* **Prompt**
Set down exactly the lines running from the line with "Where can you find the jacket hem" to the end of the listing below, both ends included.

* **Materials provided**

_ _ _

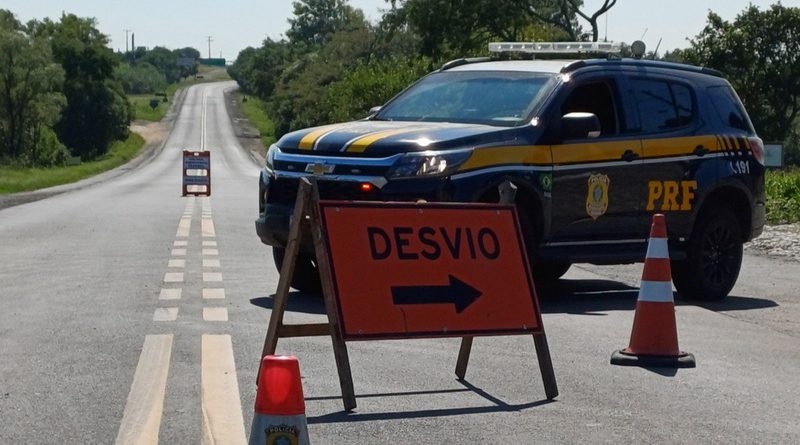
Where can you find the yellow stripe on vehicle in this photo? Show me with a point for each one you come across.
(594, 152)
(522, 154)
(361, 144)
(307, 142)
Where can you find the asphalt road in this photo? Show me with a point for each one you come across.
(129, 314)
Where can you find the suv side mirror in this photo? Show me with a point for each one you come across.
(580, 125)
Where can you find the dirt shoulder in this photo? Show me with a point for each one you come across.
(248, 136)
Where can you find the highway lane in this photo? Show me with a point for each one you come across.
(102, 340)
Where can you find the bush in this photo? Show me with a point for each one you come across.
(49, 152)
(370, 84)
(783, 196)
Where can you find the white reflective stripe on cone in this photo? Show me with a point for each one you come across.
(656, 291)
(657, 248)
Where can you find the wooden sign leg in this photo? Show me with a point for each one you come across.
(546, 366)
(463, 357)
(339, 346)
(287, 272)
(508, 192)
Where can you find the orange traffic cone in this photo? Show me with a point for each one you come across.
(654, 337)
(280, 412)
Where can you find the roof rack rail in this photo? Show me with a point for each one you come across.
(641, 63)
(463, 61)
(555, 47)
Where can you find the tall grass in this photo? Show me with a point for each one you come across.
(255, 110)
(783, 196)
(25, 179)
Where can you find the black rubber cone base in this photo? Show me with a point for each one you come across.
(622, 358)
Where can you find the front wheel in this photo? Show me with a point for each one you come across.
(713, 260)
(306, 275)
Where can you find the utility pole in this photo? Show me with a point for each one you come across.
(127, 32)
(209, 45)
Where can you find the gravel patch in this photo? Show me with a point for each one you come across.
(778, 241)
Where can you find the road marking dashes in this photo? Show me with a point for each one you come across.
(141, 419)
(215, 314)
(184, 227)
(170, 294)
(165, 314)
(211, 263)
(212, 276)
(173, 277)
(176, 263)
(223, 422)
(213, 294)
(207, 228)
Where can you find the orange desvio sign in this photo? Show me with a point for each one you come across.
(428, 270)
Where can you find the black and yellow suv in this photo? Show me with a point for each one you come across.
(594, 146)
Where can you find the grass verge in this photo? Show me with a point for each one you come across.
(14, 180)
(783, 196)
(255, 110)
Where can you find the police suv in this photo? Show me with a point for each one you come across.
(595, 147)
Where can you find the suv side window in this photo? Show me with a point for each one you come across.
(729, 108)
(597, 98)
(663, 105)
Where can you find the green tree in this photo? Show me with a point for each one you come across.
(165, 61)
(759, 53)
(141, 78)
(258, 69)
(370, 84)
(97, 111)
(315, 21)
(29, 98)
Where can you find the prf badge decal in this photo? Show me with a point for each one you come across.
(597, 197)
(281, 435)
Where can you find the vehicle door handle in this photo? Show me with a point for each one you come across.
(700, 151)
(630, 156)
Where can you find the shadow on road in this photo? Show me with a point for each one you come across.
(584, 297)
(297, 302)
(592, 297)
(498, 406)
(587, 297)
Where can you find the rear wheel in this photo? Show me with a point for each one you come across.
(543, 272)
(306, 275)
(713, 257)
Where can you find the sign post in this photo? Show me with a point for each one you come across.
(413, 270)
(196, 173)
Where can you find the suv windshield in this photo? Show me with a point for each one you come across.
(503, 98)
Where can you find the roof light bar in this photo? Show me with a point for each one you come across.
(555, 47)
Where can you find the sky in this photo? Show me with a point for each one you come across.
(234, 25)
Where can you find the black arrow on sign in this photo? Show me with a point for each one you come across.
(458, 293)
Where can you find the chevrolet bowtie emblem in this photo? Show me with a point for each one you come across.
(320, 169)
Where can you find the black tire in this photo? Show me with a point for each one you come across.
(549, 272)
(306, 275)
(713, 258)
(544, 273)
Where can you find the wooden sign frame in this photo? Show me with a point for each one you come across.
(306, 221)
(198, 180)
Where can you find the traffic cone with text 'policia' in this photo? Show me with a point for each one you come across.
(280, 412)
(654, 337)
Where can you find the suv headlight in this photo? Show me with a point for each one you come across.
(273, 149)
(428, 163)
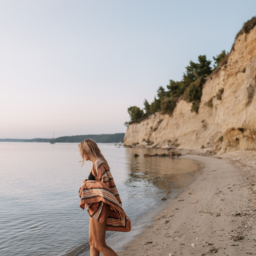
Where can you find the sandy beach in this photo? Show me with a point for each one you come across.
(214, 215)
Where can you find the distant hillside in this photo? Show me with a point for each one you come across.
(100, 138)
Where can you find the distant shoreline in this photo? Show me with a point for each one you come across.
(99, 138)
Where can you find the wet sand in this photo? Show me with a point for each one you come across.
(214, 215)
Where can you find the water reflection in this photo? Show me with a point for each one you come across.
(163, 172)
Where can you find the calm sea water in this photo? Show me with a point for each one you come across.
(39, 203)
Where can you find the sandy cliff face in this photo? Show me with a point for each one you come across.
(233, 117)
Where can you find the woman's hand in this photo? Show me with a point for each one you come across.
(81, 186)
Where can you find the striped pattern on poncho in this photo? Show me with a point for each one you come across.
(96, 195)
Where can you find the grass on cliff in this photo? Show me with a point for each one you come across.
(189, 88)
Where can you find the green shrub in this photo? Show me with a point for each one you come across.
(219, 58)
(167, 106)
(247, 27)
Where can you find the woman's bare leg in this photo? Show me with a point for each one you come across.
(98, 234)
(93, 250)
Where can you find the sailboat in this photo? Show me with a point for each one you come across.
(53, 140)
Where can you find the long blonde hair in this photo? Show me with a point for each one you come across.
(91, 148)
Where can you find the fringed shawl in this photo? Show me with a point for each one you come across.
(95, 195)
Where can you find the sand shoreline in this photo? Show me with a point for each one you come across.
(214, 215)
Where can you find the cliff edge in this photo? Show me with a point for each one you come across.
(224, 122)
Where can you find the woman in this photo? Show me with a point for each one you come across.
(100, 196)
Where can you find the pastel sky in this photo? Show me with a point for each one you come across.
(75, 66)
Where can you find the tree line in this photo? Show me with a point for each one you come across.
(188, 88)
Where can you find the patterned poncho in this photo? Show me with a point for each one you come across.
(95, 194)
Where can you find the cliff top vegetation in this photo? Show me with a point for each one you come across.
(189, 88)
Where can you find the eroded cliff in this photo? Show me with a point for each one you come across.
(225, 122)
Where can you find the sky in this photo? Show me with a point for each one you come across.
(73, 67)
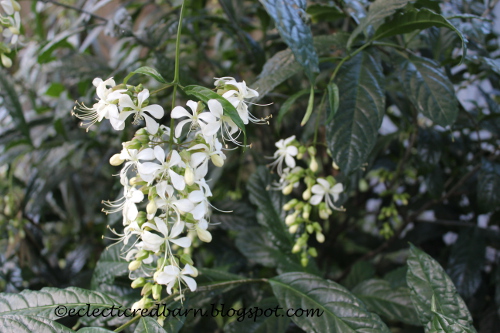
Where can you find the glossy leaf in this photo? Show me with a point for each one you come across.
(30, 324)
(340, 310)
(427, 280)
(354, 129)
(377, 12)
(416, 20)
(488, 186)
(149, 325)
(391, 303)
(289, 16)
(205, 94)
(45, 301)
(429, 89)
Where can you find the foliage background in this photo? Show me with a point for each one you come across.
(54, 175)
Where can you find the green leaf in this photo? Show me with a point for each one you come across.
(333, 99)
(427, 280)
(282, 65)
(416, 20)
(149, 325)
(110, 265)
(466, 261)
(289, 16)
(429, 89)
(147, 71)
(488, 186)
(360, 271)
(12, 104)
(288, 104)
(353, 132)
(319, 12)
(277, 323)
(378, 11)
(30, 324)
(45, 301)
(205, 94)
(337, 310)
(391, 303)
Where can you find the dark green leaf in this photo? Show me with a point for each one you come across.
(30, 324)
(147, 71)
(378, 11)
(391, 303)
(333, 99)
(276, 323)
(353, 132)
(429, 89)
(340, 310)
(427, 280)
(466, 262)
(149, 325)
(110, 265)
(488, 186)
(45, 301)
(12, 104)
(205, 94)
(416, 20)
(360, 271)
(288, 104)
(289, 16)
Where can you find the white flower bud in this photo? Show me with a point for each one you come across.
(115, 160)
(320, 237)
(204, 235)
(151, 208)
(189, 176)
(134, 265)
(313, 165)
(288, 189)
(293, 228)
(217, 160)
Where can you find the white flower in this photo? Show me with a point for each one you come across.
(285, 152)
(138, 111)
(171, 274)
(236, 97)
(324, 189)
(149, 171)
(153, 242)
(180, 112)
(106, 107)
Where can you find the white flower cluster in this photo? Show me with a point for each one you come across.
(319, 192)
(169, 171)
(10, 26)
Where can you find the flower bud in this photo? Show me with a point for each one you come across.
(139, 282)
(134, 265)
(151, 208)
(288, 189)
(293, 228)
(204, 235)
(320, 237)
(217, 160)
(156, 291)
(313, 165)
(189, 176)
(115, 160)
(306, 195)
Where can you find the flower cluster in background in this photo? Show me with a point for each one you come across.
(10, 26)
(319, 192)
(164, 170)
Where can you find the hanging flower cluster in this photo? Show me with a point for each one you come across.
(10, 26)
(320, 192)
(165, 172)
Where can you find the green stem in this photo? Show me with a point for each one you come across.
(199, 289)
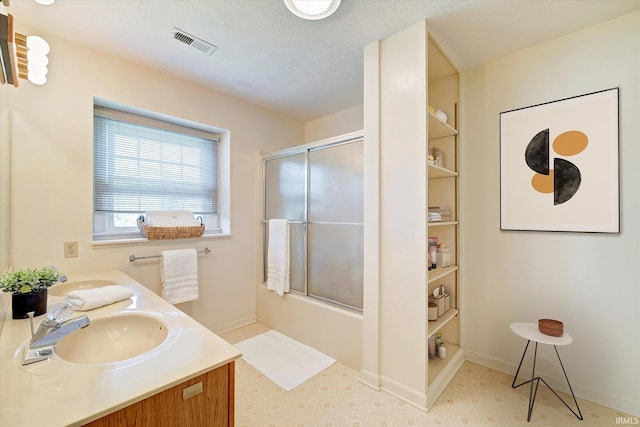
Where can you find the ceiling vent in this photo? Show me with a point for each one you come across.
(193, 41)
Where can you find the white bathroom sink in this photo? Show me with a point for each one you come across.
(62, 289)
(112, 339)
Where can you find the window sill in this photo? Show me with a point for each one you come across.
(142, 240)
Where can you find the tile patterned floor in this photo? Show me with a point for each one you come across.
(477, 396)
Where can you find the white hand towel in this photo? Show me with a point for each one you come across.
(88, 299)
(179, 272)
(278, 270)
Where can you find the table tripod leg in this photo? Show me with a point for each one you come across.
(570, 389)
(513, 384)
(532, 393)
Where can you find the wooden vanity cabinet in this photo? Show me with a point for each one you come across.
(182, 405)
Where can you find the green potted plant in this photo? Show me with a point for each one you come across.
(28, 288)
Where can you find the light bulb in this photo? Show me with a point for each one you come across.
(37, 79)
(36, 59)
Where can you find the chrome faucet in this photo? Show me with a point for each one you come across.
(56, 326)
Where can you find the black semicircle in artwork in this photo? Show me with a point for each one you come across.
(537, 153)
(566, 180)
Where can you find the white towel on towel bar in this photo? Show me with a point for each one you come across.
(88, 299)
(179, 273)
(278, 272)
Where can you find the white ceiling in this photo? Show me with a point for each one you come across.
(306, 69)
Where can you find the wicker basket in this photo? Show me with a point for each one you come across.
(167, 233)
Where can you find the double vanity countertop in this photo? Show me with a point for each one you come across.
(55, 392)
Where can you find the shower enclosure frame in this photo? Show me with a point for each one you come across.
(306, 150)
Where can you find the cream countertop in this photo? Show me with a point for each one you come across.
(60, 393)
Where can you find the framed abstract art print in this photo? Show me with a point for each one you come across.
(559, 165)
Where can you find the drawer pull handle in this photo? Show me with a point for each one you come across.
(192, 390)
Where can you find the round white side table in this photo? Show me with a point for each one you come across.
(530, 332)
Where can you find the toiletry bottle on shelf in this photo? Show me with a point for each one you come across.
(442, 351)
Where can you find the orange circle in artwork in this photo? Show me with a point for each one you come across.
(543, 183)
(570, 143)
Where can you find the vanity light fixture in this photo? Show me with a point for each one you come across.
(312, 9)
(21, 57)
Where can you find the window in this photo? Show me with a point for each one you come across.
(142, 163)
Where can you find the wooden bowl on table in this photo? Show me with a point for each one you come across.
(554, 328)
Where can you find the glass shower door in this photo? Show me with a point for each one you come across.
(336, 224)
(285, 198)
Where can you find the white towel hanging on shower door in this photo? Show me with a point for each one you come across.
(278, 271)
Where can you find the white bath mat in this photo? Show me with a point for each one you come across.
(283, 360)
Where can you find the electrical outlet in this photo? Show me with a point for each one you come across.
(70, 249)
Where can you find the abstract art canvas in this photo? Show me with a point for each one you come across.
(559, 165)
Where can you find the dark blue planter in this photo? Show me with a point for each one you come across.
(21, 304)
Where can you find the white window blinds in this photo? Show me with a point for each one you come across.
(143, 164)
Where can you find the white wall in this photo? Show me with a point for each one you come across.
(588, 281)
(52, 166)
(345, 121)
(5, 180)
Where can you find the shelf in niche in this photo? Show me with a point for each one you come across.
(439, 128)
(441, 223)
(437, 365)
(439, 273)
(436, 325)
(440, 172)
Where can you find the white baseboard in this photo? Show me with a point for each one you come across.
(370, 379)
(600, 397)
(407, 394)
(235, 324)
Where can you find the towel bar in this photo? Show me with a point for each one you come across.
(135, 258)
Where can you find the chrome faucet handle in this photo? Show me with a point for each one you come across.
(30, 314)
(58, 313)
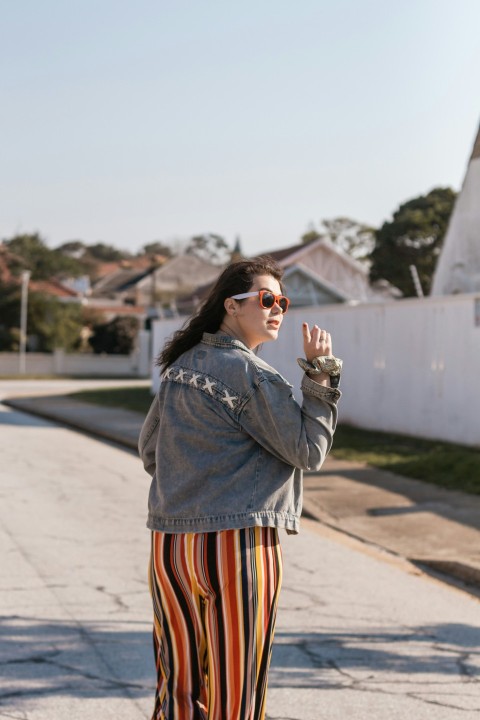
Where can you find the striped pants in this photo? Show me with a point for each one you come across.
(215, 598)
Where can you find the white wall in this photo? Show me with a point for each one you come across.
(410, 366)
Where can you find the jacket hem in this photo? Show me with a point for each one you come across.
(235, 521)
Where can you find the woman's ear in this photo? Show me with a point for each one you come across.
(230, 306)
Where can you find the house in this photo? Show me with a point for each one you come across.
(458, 266)
(157, 288)
(318, 273)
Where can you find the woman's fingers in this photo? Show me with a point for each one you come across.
(316, 342)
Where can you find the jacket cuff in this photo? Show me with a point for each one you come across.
(309, 386)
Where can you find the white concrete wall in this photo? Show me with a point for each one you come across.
(410, 366)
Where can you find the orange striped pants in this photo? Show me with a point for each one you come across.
(215, 598)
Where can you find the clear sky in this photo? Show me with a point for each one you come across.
(132, 121)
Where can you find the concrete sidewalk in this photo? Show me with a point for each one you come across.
(435, 529)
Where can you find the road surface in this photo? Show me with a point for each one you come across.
(359, 633)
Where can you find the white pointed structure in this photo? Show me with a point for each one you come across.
(458, 267)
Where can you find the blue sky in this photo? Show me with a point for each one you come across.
(129, 122)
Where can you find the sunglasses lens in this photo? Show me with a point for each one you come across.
(268, 300)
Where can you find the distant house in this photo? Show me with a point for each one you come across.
(458, 266)
(317, 273)
(157, 287)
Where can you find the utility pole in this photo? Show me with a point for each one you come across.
(23, 322)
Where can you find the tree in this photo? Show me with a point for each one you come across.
(352, 237)
(115, 337)
(413, 237)
(210, 247)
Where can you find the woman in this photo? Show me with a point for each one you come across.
(225, 443)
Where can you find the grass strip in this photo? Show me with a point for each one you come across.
(440, 463)
(133, 398)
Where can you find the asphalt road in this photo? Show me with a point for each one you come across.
(359, 634)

_ _ _

* **Response**
Where can you find the jacket hem in this photo? Show me with a point for each one you come across.
(235, 521)
Where can you find the woman's ear in this photo? Show me with a point for each one you come across.
(230, 306)
Where can you find the house in this photo? Show me with a point for each one you come across.
(458, 266)
(157, 288)
(318, 273)
Where can you find the woman's fingers in this photo? Show me with a point for each one you come across.
(316, 342)
Where can you find the jacket cuff in this photo? Show me with a point for each one you come across.
(309, 386)
Where can you find the white concrete wall in this photo? Show me with a point for each one you come across.
(410, 366)
Where can you find the orange striped pants in this photo? Show me with a point for each one you come across.
(215, 598)
Where can you find the clear sky in this photo? Show me with a point for each one you come across.
(132, 121)
Where can you find the concrete sidewalk in this photo? Show me with a point for each one you come across.
(435, 529)
Where can you find the road surface in this photo? Show me with a point for each one you come across.
(359, 633)
Where can you find the white pointed structure in this photo? Show me with a point for each one you come across.
(458, 267)
Where can you find the blue sky in this photo? Show me with a point for each one you come across.
(129, 122)
Where can you find the sunglasses lens in this photo? Show me with a point for each one you come across.
(268, 300)
Where can you find the distant house in this photo? Show me with a point for each one you come across.
(458, 266)
(317, 273)
(157, 287)
Where can you find the utility pole in this photo? Show me with a point for each one you come across.
(23, 322)
Where can you find the tree in this photo? Show me with a point for each one you come across.
(352, 237)
(115, 337)
(413, 237)
(210, 247)
Where can you find the woman in this photo? Show me with a point for each one you come across.
(225, 443)
Where can you find the grass strip in this photo? Show me with a point for each one you come across.
(440, 463)
(133, 398)
Where can you find the asphalt road in this photo? Show me with a point for each one you come across.
(359, 634)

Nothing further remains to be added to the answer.